Bacaan —
################

Maraknya aksi saling hujat di media sosial (medsos) bahkan menjurus isu SARA menjadi cermin rendahnya tingkat toleransi masyarakat. Hal itu sangat terlihat pada momen-momen pemilu dari pilres sampai pilkada. Tak heran, Presiden Jokowi mengaku geleng-geleng kepala melihat sarana medsos yang tidak digunakan dengan baik.
Pengajar Pascasarjana Komunikasi di UI, STIK-PTIK, dan Unhan, Puspitasari menganggap situasi tersebut sebagai wujud pengabaian pemerintah mengedukasi masyarakat akan pentingnya sikap toleransi. Implikasinya dapat dilihat pada saat-saat sekarang ini.
Menurutnya, sikap intoleransi bukan hanya terjadi pada level masyarakat mayoritas tetapi tumbuh subur pada masyarakat minoritas. Menariknya, konservatisme mulai muncul menjadi fenomena global dengan terpilihnya Donald Trump menjadi Presiden AS.
“Masyarakat kita secara sosio-kultural memiliki kerapuhan. Sudah saatnya sekarang mulai meredefinisikan ulang, menyusun regulasi untuk membentuk karakter, konteks, dan konsep Kebhinekaan,” kata Puspitasari dalam diskusi bertema “Media Sosial dan Kegaduhan Politik” yang digelar di Kantor Para Syndicate, Jakarta, Jumat (18/11).
Dikatakan, permasalahan toleransi di Indonesia terekam dalam perkembangan sejarah bangsa dari tahun 1920 sampai sekarang. Tahun 1920 Muhammadiyah dipelopori KH Ahmad Dahlan mulai menyusun konsep pembedaan antara agama sebagai sikap sosial dengan agama sebagai identitas. Namun pada saat bersamaan karena intrik kolonial terjadi pembantaian terhadap etnis Tionghoa.
“Di satu sisi ada pemahaman tentang Kebhinekaan namun di sisi lain ada sentimen SARA. Ketegangan tahun 20-an hingga kini belum selesai,” jelasnya.
Puspitasari menilai, rapuhnya sosio-kultural masyarakat membuat banyak pihak dengan mudah memanfaatkan medsos untuk mencampuradukan emosi publik dengan tujuan negatif. Polarisasi sangat kentara di medsos yang isinya banyak menebar provokasi berdasar kebencian.

################

Soal Latihan —
1 – Menurut bacaan tentang media sosial dan toleransi, di mana diskusi bertema "Media Sosial dan Kegaduhan Politik" digelar?
2 – Ganti setiap "white" dengan "ivory" pada baris-baris data, mulai dari baris yang memuat "Every instance of the beige" sampai baris data terakhir (keduanya termasuk), lalu tuliskan kembali bentangan itu saja.

Entri penunjukan dan pelabelan:
################

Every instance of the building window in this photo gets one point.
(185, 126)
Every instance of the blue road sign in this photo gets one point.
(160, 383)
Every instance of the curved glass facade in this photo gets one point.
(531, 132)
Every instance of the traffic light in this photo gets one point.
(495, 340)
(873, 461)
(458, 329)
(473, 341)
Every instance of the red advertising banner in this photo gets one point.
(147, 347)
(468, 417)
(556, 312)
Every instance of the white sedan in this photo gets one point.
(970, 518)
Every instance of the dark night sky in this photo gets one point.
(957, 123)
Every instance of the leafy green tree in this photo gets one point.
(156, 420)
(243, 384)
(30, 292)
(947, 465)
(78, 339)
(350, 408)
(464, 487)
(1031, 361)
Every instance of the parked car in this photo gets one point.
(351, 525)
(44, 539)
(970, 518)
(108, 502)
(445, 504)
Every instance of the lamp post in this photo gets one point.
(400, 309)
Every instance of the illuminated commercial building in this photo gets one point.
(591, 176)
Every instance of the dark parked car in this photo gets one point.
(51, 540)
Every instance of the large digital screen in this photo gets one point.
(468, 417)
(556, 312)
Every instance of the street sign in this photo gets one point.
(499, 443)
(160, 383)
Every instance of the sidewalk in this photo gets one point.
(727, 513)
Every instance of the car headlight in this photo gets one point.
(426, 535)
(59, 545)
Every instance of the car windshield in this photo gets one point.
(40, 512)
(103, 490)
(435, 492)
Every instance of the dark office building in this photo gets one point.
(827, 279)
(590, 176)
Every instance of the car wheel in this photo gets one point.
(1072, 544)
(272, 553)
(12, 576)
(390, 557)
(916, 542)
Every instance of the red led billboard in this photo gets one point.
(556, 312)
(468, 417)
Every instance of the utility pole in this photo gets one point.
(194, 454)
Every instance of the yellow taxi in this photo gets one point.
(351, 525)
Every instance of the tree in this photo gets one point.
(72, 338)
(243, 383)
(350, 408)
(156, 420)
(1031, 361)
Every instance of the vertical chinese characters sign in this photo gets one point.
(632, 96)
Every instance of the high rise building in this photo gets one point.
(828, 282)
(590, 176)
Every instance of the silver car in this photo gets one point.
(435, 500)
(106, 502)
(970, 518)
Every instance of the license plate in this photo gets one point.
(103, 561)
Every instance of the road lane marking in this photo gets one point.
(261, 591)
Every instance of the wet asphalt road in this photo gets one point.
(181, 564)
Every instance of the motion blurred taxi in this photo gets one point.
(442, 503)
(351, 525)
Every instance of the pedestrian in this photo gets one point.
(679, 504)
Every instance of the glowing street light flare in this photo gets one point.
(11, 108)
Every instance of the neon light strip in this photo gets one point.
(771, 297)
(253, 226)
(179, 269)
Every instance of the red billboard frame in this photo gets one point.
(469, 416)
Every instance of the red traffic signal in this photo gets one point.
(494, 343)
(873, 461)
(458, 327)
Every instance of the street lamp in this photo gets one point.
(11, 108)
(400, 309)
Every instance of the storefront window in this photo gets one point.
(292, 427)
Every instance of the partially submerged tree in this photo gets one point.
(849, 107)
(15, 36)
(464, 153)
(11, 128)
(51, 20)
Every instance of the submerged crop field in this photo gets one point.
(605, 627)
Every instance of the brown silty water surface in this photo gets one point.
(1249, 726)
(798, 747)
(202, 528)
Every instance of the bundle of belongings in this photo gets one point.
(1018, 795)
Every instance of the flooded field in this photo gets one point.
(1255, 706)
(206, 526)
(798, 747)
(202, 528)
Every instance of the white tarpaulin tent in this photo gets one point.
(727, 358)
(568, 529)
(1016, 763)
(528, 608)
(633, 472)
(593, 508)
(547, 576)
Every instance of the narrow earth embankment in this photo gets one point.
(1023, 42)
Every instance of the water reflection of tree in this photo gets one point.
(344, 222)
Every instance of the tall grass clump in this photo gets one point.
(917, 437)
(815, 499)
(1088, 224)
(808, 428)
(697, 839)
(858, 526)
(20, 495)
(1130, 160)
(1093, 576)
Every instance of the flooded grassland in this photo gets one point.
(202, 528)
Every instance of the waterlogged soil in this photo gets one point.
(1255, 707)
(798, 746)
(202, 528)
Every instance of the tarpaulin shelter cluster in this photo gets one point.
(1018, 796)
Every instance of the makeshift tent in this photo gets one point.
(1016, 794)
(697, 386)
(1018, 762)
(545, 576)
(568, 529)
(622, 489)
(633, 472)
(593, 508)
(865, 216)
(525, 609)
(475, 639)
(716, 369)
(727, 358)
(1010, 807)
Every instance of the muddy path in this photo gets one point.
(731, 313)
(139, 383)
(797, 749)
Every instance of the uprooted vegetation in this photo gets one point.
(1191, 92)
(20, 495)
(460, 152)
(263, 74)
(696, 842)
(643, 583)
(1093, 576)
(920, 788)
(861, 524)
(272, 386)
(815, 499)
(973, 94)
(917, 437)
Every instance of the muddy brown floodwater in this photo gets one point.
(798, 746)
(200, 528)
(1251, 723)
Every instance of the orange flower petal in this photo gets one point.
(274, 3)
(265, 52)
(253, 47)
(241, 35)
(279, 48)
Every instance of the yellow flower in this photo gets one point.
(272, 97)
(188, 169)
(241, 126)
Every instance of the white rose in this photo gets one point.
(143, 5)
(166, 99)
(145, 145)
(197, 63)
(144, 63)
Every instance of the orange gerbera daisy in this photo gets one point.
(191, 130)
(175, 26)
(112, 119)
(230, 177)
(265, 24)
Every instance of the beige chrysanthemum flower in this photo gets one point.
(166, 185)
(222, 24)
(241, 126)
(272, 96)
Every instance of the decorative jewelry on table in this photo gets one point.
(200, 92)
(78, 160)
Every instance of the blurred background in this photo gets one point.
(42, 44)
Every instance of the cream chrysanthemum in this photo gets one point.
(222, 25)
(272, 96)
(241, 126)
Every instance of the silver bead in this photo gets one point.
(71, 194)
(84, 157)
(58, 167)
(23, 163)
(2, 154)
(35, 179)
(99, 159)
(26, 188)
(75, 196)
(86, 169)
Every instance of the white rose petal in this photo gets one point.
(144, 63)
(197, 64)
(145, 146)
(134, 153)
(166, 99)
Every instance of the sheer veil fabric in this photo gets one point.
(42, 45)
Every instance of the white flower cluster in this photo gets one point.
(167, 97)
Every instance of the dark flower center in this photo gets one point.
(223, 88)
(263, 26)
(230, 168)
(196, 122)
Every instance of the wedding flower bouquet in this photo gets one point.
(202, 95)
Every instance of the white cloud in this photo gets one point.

################

Jawaban Tiap Soal —
1 – Di Kantor Para Syndicate, Jakarta.

2 –
Every instance of the beige chrysanthemum flower in this photo gets one point.
(166, 185)
(222, 24)
(241, 126)
(272, 96)
Every instance of the decorative jewelry on table in this photo gets one point.
(200, 92)
(78, 160)
Every instance of the blurred background in this photo gets one point.
(42, 44)
Every instance of the cream chrysanthemum in this photo gets one point.
(222, 25)
(272, 96)
(241, 126)
Every instance of the silver bead in this photo gets one point.
(71, 194)
(84, 157)
(58, 167)
(23, 163)
(2, 154)
(35, 179)
(99, 159)
(26, 188)
(75, 196)
(86, 169)
Every instance of the ivory rose petal in this photo gets one point.
(144, 63)
(197, 64)
(145, 146)
(134, 153)
(166, 99)
Every instance of the sheer veil fabric in this photo gets one point.
(42, 45)
Every instance of the ivory flower cluster in this photo gets one point.
(167, 97)
Every instance of the dark flower center in this photo gets one point.
(223, 88)
(263, 26)
(230, 168)
(196, 122)
Every instance of the wedding flower bouquet in this photo gets one point.
(202, 95)
Every instance of the ivory cloud in this photo gets one point.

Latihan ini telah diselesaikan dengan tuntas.